• [TEXT EXTRACT]:

Prove Intergal Question Without Calculating Integral

[daniel_i_l]

Homework Statement

let $$F(x) = {\frac{1}{x}}{\int^{x}_{0} e^{-t^2} dt}$$
Prove, without calculating the integral (but assuming that F exists in (0,infinity)) that:
a) the limit of F at 0 is 1.
b) for all x>0 $$\int^{x}_{0} e^{-t^2} dt <= x$$
x) supF((0,infinity)) = 1

Homework Equations

The Attempt at a Solution

a) I solved a using L'hopitals rule and the fundamental theorm.

b) First I defined a new function G where G(x) = F(x) for all x>0 and G(x) = 1 for x=0.

• [DIRECTION A]: In the integral thread, what value does the new function G take at x=0?
• [DIRECTION B]: For each statement, say whether it agrees with the integral thread, and quote the deciding words from the thread: (i) The problem permits calculating the integral directly. (ii) Part a asks to show that the limit of F at 0 is 1. (iii) G is defined to equal F(x) for all x>0.
• [DIRECTION C]: Please rewrite a passage of the integral thread, changing "new function" to "helper function". Begin at the words "Homework Equations" and stop after "G(x) = 1 for x=0.".
The entries after the integral thread come from a different source.

(Region outline entries list)
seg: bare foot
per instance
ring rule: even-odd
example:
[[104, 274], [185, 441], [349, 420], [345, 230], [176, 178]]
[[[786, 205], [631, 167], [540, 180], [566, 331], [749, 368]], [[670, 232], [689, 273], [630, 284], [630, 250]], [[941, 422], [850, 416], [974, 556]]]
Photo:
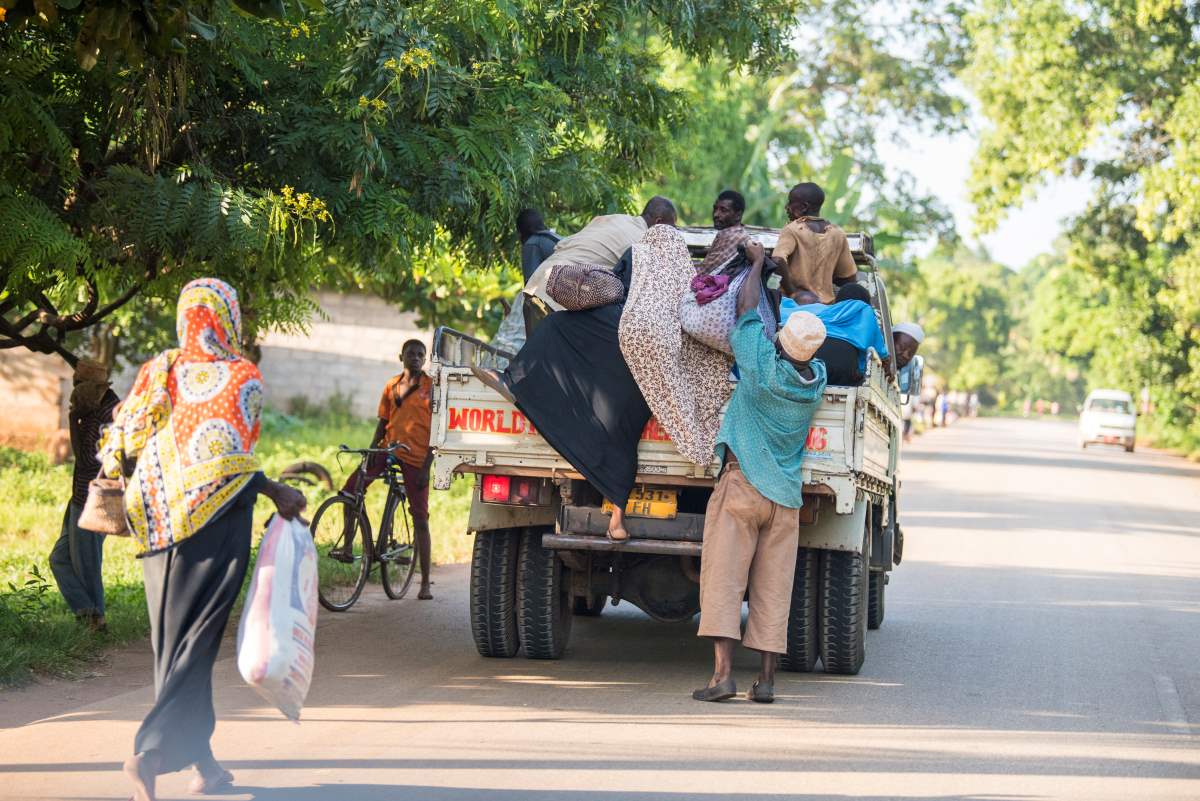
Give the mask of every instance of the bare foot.
[[233, 784], [233, 773], [221, 766], [211, 757], [203, 763], [196, 763], [196, 776], [187, 784], [192, 795], [210, 795], [220, 793]]
[[516, 403], [516, 398], [512, 397], [512, 392], [509, 391], [509, 387], [504, 383], [504, 379], [500, 378], [499, 371], [494, 371], [490, 367], [472, 366], [470, 372], [472, 374], [474, 374], [475, 378], [478, 378], [485, 385], [499, 392], [500, 397], [503, 397], [505, 401], [508, 401], [509, 403]]
[[157, 801], [154, 794], [156, 761], [145, 754], [133, 754], [125, 760], [125, 775], [133, 782], [132, 801]]

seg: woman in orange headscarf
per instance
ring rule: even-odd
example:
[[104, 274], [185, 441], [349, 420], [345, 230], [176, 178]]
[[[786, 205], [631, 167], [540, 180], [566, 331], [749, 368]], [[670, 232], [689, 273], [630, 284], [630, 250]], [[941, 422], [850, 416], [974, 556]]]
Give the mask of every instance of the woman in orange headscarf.
[[125, 763], [134, 801], [154, 801], [155, 777], [188, 765], [194, 793], [233, 782], [209, 747], [212, 664], [246, 576], [254, 499], [268, 495], [289, 519], [305, 507], [300, 492], [258, 470], [263, 378], [241, 356], [238, 294], [193, 281], [175, 329], [180, 347], [142, 366], [100, 445], [102, 472], [128, 478], [155, 655], [157, 697]]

• [TASK ANSWER A]: G(x) = 1 for x=0.

• [TASK ANSWER B]:
(i) No: "Prove, without calculating the integral"
(ii) Yes: "a) the limit of F at 0 is 1."
(iii) Yes: "G(x) = F(x) for all x>0"

• [TASK ANSWER C]:
Homework Equations

The Attempt at a Solution

a) I solved a using L'hopitals rule and the fundamental theorm.

b) First I defined a helper function G where G(x) = F(x) for all x>0 and G(x) = 1 for x=0.